▶ Directions for this task
Please pick out every line in the data below that contains the word "group", and copy each such line.

▶ Entries for pointing and labeling

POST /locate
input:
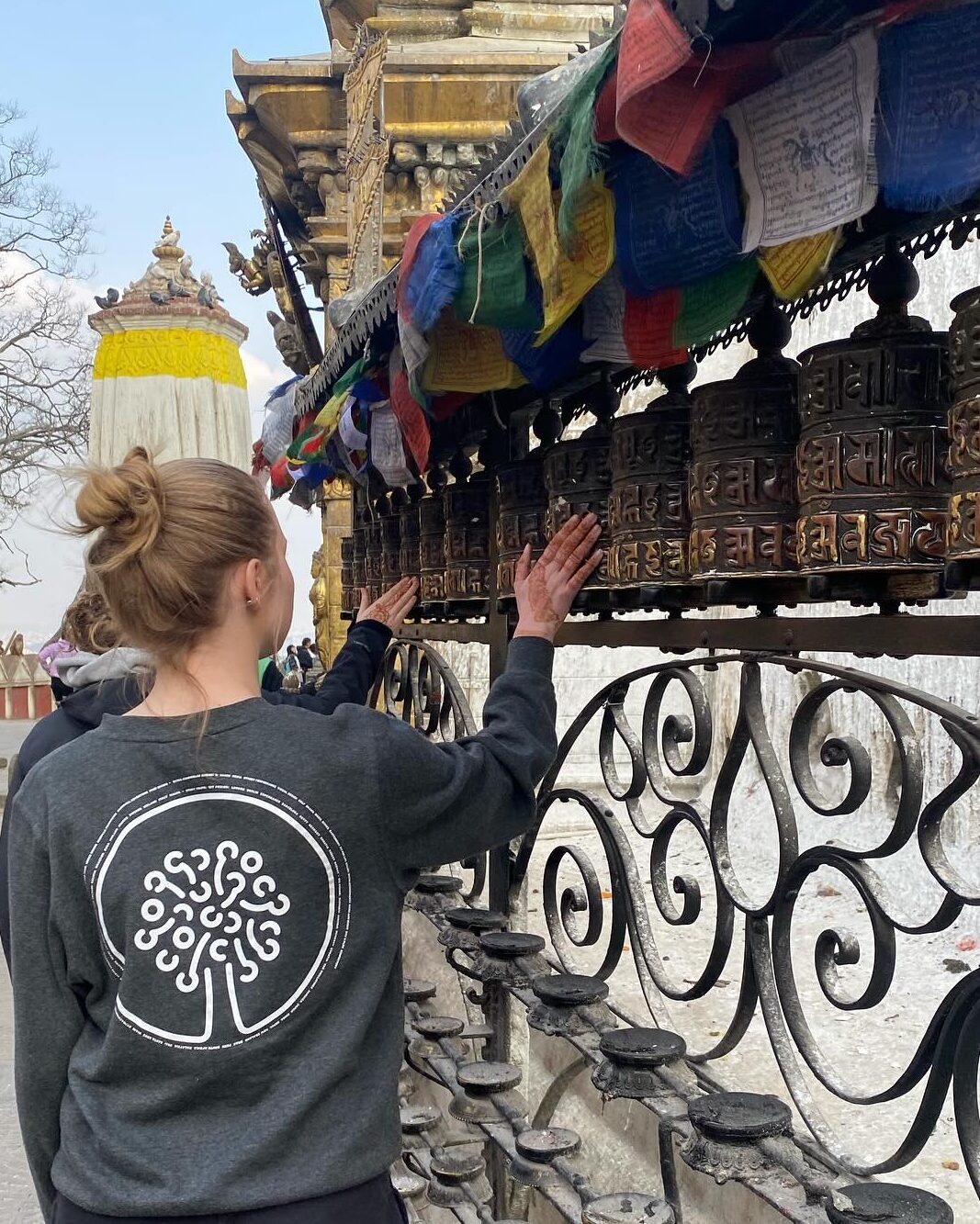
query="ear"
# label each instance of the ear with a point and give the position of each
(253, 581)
* * *
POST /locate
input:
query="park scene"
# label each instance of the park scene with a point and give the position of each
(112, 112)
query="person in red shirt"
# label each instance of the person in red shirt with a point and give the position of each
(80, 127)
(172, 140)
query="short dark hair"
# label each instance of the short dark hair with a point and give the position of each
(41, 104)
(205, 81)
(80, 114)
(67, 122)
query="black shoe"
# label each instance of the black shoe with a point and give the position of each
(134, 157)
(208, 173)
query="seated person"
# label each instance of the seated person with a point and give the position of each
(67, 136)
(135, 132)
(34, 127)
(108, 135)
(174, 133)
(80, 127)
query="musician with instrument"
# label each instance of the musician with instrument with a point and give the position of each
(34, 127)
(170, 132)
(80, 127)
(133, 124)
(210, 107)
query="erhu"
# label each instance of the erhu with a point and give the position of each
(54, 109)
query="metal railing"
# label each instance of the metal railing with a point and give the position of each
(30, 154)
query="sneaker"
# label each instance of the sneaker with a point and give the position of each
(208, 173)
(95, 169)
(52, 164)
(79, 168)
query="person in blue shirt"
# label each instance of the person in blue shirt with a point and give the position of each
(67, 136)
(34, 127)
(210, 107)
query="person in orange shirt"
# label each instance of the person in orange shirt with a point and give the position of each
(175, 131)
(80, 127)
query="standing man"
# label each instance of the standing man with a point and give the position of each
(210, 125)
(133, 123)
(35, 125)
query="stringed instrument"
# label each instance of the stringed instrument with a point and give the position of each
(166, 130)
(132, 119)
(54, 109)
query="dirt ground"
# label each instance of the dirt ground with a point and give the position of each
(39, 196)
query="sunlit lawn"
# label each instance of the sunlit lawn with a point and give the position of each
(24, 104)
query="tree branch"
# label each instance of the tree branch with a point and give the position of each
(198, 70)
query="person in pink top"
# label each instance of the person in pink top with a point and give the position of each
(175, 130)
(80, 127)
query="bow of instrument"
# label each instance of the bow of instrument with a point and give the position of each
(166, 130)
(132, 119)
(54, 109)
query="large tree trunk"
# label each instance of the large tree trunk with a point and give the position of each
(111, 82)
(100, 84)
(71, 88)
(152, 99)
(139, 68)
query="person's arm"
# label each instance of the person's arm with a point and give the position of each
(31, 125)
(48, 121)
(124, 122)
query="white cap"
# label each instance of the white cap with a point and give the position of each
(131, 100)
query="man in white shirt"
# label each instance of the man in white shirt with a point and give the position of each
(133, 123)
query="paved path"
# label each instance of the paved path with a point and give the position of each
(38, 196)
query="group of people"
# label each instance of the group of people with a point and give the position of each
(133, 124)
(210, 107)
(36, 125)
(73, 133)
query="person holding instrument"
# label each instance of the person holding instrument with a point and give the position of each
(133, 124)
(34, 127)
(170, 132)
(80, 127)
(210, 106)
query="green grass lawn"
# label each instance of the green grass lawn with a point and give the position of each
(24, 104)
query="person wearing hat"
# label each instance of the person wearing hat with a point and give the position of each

▶ The result
query="group of people"
# label each instance of the group of people with a point and give the position of each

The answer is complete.